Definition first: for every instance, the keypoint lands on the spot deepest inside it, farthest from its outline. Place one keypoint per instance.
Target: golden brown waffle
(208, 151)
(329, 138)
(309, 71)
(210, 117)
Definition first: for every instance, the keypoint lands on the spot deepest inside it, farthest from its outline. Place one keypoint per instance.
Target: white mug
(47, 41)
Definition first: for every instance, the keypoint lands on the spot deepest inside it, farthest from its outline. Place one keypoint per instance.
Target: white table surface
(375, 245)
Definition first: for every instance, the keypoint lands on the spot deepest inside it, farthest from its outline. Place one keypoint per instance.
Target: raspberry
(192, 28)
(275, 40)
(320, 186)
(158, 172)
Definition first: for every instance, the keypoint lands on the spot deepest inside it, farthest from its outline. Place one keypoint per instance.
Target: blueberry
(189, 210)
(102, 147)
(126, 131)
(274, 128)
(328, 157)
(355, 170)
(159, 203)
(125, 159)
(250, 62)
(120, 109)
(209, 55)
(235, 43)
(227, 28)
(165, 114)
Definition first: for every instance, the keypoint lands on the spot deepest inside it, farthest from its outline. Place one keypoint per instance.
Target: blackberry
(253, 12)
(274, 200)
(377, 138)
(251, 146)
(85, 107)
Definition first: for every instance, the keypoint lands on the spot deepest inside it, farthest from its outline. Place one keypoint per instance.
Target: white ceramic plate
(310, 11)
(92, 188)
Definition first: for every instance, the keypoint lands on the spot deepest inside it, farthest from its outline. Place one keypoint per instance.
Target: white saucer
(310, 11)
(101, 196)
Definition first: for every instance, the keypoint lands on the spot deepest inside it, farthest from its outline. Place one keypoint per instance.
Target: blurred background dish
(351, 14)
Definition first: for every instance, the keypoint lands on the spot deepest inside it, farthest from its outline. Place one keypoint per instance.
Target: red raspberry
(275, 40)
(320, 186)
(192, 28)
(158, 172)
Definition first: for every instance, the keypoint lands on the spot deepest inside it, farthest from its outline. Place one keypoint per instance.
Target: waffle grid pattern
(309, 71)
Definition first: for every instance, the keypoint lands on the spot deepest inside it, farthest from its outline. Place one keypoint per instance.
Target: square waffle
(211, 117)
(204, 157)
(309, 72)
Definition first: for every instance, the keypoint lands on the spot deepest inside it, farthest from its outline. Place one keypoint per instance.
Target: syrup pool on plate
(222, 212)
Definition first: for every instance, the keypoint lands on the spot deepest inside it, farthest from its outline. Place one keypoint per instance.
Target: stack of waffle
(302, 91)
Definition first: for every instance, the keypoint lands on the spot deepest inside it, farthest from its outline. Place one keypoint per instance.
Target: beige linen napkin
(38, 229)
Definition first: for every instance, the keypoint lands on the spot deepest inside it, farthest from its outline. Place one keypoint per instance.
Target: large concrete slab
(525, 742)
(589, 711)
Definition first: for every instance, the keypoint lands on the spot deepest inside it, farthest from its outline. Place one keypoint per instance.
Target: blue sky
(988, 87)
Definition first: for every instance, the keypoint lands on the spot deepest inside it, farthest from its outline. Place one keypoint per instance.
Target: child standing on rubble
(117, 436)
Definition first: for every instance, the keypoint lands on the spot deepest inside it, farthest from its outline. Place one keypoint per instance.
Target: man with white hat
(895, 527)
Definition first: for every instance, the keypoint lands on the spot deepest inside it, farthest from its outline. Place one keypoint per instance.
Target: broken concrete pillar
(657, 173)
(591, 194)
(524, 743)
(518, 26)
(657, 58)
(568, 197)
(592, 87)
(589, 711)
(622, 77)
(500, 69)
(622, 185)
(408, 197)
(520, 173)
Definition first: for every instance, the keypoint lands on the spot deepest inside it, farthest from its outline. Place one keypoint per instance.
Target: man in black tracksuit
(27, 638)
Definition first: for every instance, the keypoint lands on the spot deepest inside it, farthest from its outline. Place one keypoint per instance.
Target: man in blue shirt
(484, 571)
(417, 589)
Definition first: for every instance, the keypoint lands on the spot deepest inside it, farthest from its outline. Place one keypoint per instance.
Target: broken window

----------

> WORK TO BE COMPLETED:
Gather every line of the records above that contains the string "raspberry" and copy each one out unchanged.

> RESULT BELOW:
Target: raspberry
Target: red raspberry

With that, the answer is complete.